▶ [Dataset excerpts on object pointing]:

/---

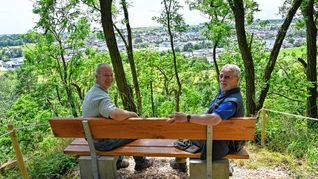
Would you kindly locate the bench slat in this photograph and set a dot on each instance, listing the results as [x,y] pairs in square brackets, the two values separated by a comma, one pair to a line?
[144,147]
[139,142]
[232,129]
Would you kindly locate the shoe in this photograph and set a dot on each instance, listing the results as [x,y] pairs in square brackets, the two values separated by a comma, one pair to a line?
[182,167]
[122,164]
[145,164]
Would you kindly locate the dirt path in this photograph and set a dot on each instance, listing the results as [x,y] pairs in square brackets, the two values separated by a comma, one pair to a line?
[161,169]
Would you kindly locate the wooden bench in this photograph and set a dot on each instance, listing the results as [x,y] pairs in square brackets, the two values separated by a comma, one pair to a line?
[155,138]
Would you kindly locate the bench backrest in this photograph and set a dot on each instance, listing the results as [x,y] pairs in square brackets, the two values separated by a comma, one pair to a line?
[153,128]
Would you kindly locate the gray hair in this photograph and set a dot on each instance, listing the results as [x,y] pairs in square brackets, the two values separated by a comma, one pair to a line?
[99,66]
[234,68]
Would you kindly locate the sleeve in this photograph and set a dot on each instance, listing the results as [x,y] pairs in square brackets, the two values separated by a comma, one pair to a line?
[226,110]
[106,106]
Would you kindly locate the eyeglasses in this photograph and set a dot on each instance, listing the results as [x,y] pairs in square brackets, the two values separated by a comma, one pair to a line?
[226,77]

\---

▶ [TASK TO COMPLETE]: Rewrite only the lines of the entries from the one containing "Would you kindly locate the sleeve" through the end of the entries, replacing "set a dot on" with "place a point on" and leaving everything else unchanged.

▶ [TASK ANSWER]:
Would you kindly locate the sleeve in this photograph and place a point on each instance, listing the results as [x,y] pairs in square brackets, the two values separated by a comma, one pair to a line?
[226,110]
[106,106]
Would you kindly locate the eyeglasses in this photograph and place a point on each instance, listing the results as [x,y] pairs in square brackets, the two values separated by a comma, one pair to a line?
[226,77]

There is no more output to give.